Selected excerpt:
┏━━

2013-11-05

by Jelani Harper

There are several governance concerns for incorporating Big Data into business, strategic, and operational decisions. Many of these issues relate to the characteristics of Big Data (high volumes, rapid ingestion, and available source diversity) which can enhance the decision-making process. Contemporary emphases on real-time analysis and predictive analytics attest to this fact.

Other concerns pertain to relatively new technologies (Hadoop, NoSQL) that have been developed to specifically account for Big Data’s incorporation into both the business and the enterprise.

But does all (or any) of that actually exacerbate, heighten, or change the nature of what has come to be known as Big Data Governance?

Bob Seiner, president of KIK Consulting & Educational Services and publisher of The Data Administration Newsletter, doesn’t think so.

“I think it’s a manufactured term,” Seiner said about Big Data Governance. “Is the governance of Big Data any different from the governance of little data? Is it any different from the governance of customer data versus product data versus vendor data? I just see there’s a need for governance.”

Effective governance of Big Data, however, may require a shifting of the roles – but not the rules – of governance personnel, and frequently involves the incorporation of different management technologies. However, the fundamentals of governance – metadata, stewardship, governance councils, etc. – remain largely the same.

The Rules

The pivotal point of Big Data Governance hinges upon the purpose of a particular organization’s Big Data initiative. Initiatives can be focused on a variety of factors from analytics to operations. Regardless of what area of focus an organization uses its Big Data for, it must implement formal accountability for recognizing (and approving) data sources, who has access to the data, and how the data is used.

In this respect, the speed and the amount of Big Data matters significantly less than do the principles of governance – the formal rules that govern where data comes from and how they’re implemented. Governance is used to orchestrate a chain of command regarding use, lineage, and the formal processes to ultimately increase data quality by designating accountability.

The facilitation of and adherence to such rules is one of the primary points of commonality in Data Governance regardless of data type. After the exploration and content analysis of Big Data, these rules must be established before that data can be incorporated into the enterprise. Seiner reflected on this universal requisite for governance programs.

┗━━

Listed entries:
┏━━

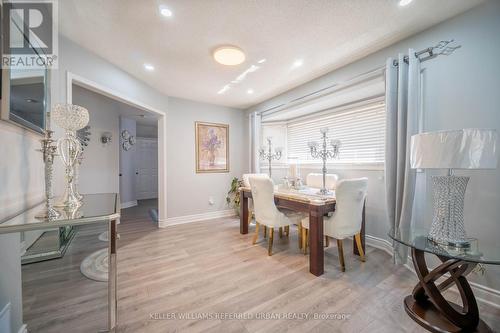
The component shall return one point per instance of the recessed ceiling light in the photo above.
(403, 3)
(149, 67)
(297, 63)
(229, 55)
(165, 11)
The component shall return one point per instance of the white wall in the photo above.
(188, 192)
(128, 166)
(460, 90)
(100, 167)
(147, 131)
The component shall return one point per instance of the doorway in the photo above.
(157, 117)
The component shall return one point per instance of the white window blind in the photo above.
(361, 131)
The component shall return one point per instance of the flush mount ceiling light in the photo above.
(403, 3)
(229, 55)
(164, 11)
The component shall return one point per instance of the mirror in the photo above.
(25, 98)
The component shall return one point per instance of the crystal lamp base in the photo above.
(448, 222)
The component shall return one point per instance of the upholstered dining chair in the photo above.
(316, 180)
(246, 183)
(266, 212)
(346, 220)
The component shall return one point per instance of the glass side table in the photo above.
(426, 305)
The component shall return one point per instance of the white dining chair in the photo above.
(316, 180)
(266, 212)
(246, 183)
(345, 221)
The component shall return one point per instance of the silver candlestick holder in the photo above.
(269, 155)
(48, 152)
(324, 154)
(71, 118)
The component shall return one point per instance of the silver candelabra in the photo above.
(324, 154)
(49, 151)
(269, 155)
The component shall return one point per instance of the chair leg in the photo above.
(299, 235)
(270, 244)
(304, 240)
(360, 246)
(340, 246)
(256, 235)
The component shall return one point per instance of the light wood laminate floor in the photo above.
(210, 268)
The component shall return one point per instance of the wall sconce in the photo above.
(106, 137)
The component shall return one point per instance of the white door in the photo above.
(147, 168)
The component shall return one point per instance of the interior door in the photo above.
(147, 168)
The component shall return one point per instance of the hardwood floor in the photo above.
(210, 268)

┗━━

Decide whether each statement below agrees with the Big Data governance article above. For each, answer yes or no and quote the words of the article that settle it.
1. Bob Seiner calls Big Data Governance a manufactured term.
2. Effective governance of Big Data calls for changing the rules of governance personnel.
3. The speed and amount of Big Data matter more than the principles of governance.

Response to the task:
1. Yes: "I think it’s a manufactured term,"
2. No: "a shifting of the roles – but not the rules – of governance personnel"
3. No: "the speed and the amount of Big Data matters significantly less than do the principles of governance"